* Start Document excerpt *

Add notes and tags so teammates can search. Use Reports to stitch charts, tables, and commentary into a link you can drop in Slack or a PR. Stakeholders can follow along without opening a notebook.

# CI and Automation Tips

Run wandb agent on training nodes to execute sweeps from CI
Log a dataset artifact after your ETL job; train jobs can depend on that version explicitly
After evaluation, promote model aliases (staging → production) in a small post-step
Pass WANDB_API_KEY as a secret and group related runs with WANDB_RUN_GROUP

# Privacy and Reliability Tips

Use private projects by default for teams
Use offline mode for air-gapped runs. Train normally, then wandb sync later

export WANDB_MODE=offline

Don’t log raw PII. If needed, hash IDs before logging.
For large files, store them as artifacts instead of attaching them to wandb.log.

# Common Snags (and Quick Fixes)

“My run didn’t log anything.” The script may have crashed before wandb.finish() was called. Also, check that you haven’t set WANDB_DISABLED=true in your environment.

* End Document excerpt *
* Start Information given *

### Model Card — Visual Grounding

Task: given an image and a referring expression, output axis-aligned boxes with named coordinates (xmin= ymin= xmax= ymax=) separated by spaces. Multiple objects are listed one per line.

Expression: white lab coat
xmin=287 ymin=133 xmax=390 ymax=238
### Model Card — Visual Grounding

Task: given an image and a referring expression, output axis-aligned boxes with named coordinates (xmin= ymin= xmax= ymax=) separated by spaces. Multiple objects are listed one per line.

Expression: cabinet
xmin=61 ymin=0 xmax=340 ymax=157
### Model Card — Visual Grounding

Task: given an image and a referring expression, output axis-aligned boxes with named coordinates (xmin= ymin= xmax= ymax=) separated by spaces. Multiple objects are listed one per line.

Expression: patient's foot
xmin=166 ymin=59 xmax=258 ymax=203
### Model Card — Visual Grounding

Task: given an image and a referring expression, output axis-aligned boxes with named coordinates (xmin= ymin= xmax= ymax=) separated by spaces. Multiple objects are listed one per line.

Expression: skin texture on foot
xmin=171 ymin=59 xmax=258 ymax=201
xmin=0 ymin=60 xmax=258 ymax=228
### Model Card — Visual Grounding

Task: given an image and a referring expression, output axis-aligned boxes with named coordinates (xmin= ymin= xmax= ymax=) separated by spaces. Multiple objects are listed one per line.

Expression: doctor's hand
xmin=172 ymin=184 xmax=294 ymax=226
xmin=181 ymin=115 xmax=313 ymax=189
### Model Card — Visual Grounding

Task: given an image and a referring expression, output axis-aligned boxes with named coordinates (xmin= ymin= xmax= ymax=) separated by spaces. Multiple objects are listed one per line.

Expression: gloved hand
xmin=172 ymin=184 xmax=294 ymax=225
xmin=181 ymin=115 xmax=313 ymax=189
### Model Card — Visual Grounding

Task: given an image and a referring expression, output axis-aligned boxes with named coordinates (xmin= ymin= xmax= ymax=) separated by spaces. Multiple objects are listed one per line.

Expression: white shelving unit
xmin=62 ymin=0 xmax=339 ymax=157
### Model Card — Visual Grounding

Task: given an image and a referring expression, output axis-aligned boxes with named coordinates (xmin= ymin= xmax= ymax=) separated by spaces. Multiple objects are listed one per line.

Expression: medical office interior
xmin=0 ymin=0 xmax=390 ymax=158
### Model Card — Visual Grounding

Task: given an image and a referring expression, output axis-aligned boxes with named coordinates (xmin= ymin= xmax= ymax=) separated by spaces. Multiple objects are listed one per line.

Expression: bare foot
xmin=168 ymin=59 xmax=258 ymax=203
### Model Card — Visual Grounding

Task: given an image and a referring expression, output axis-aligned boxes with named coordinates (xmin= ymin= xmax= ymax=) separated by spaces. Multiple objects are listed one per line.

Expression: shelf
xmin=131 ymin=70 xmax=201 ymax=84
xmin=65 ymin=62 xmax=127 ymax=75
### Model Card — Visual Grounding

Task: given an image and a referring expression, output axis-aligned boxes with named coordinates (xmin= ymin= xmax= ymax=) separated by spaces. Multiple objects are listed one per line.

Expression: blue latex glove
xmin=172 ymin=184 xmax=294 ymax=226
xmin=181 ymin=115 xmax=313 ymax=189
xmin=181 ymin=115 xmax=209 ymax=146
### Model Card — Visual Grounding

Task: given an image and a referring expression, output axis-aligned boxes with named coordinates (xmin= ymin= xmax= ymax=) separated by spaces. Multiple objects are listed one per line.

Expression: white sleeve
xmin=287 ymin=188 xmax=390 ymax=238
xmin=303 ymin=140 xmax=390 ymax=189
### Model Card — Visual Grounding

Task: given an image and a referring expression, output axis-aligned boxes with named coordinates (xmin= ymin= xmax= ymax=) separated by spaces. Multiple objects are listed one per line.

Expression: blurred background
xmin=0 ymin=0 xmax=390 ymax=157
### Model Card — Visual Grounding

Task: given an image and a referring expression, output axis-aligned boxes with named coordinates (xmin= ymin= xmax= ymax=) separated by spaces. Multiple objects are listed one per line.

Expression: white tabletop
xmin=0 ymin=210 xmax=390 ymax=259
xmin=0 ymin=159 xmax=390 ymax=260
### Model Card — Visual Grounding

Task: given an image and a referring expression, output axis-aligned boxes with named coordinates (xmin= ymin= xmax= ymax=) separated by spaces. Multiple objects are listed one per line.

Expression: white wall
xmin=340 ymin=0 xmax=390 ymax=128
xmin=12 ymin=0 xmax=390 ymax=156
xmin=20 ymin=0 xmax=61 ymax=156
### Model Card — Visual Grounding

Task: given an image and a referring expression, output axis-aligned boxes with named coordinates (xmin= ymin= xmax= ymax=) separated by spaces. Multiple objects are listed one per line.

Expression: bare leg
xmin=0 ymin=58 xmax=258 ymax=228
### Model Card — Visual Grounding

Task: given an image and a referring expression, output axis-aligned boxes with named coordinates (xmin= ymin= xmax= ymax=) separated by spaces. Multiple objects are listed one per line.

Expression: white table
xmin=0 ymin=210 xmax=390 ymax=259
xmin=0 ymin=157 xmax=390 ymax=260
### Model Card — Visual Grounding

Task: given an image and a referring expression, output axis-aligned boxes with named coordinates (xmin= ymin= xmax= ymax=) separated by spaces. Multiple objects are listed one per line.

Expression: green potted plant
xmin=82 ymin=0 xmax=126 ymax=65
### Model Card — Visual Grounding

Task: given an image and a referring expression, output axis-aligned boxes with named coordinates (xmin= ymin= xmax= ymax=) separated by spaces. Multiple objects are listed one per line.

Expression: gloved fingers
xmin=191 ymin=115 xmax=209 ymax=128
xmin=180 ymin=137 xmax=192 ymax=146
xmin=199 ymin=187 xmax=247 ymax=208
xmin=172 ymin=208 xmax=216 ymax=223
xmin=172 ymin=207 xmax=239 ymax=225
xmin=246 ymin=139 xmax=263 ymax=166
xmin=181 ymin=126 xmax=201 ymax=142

* End Information given *

## Task objective
In the wandb tips text, which environment variable groups related runs?

## Exercise result
WANDB_RUN_GROUP